-- START Material supplied --
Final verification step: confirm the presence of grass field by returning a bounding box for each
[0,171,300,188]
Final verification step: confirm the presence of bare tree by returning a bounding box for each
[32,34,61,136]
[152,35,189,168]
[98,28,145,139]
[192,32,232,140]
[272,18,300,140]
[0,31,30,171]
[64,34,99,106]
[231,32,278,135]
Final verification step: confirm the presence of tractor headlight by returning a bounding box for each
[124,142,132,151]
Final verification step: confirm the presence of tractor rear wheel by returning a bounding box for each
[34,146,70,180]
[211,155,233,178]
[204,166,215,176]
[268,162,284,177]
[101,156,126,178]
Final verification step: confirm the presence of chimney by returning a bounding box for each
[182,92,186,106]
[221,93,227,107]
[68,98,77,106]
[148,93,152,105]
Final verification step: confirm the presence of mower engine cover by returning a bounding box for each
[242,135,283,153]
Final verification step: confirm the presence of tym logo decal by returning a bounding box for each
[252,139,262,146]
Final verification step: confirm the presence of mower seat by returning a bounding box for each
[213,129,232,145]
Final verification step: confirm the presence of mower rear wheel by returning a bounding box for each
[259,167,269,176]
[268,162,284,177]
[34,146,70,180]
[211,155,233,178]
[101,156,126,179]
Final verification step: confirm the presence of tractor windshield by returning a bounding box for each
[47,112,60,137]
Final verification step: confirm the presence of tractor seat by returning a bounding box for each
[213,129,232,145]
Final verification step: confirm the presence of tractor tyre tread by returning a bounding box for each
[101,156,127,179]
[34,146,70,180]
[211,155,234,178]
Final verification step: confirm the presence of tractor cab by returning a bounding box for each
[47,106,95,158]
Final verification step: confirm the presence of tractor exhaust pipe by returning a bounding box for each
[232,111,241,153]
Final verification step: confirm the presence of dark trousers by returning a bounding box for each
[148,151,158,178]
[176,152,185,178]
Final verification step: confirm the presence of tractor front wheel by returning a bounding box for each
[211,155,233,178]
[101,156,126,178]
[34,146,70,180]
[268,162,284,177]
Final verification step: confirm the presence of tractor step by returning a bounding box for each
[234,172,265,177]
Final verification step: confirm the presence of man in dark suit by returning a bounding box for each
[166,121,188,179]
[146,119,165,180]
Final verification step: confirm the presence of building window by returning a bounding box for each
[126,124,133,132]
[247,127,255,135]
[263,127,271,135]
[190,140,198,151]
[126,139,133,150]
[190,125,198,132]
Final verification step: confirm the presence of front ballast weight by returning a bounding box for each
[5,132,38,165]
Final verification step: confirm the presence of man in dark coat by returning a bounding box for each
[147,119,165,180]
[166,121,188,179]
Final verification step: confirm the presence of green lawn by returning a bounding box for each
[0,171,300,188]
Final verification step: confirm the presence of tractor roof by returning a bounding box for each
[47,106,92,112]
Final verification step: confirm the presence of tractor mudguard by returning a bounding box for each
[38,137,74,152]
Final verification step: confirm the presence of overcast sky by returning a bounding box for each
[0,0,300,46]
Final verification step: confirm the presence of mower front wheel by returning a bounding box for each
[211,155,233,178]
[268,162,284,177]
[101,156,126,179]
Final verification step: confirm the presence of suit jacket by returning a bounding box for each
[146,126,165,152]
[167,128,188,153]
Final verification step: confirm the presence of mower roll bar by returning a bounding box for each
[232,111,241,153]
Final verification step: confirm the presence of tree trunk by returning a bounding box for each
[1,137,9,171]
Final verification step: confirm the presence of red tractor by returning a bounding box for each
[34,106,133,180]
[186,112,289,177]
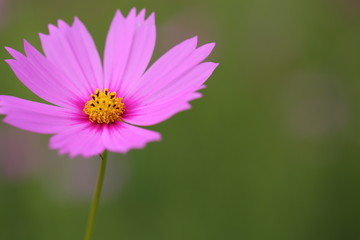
-- END Material supplied --
▸ **Directions for this task**
Swap "tyre" for "tire" in the lines that begin with the one containing "windshield by returning a bounding box for each" and continue through the one containing "[176,152,185,178]", and write out only those lines with everything else left as is.

▸ **Task response**
Final verification step: confirm the presence of tractor windshield by returning a bounding box for each
[47,112,60,137]
Final verification step: confirm the presence of tractor seat by returning a bounding box for each
[213,129,232,145]
Final verification step: confirm the presence of tractor tire tread by returning a bounding box for each
[101,156,127,179]
[34,146,70,180]
[211,155,234,178]
Final verification step: confirm the presence of tractor cab by returning a bounding box for each
[47,106,95,158]
Final verification step: confirm the presence of tractor exhaust pipe by returning a bounding box for each
[232,111,241,153]
Final verification step: confirm the presence of dark trousers by returning a bounding box for each
[148,151,158,178]
[176,152,185,178]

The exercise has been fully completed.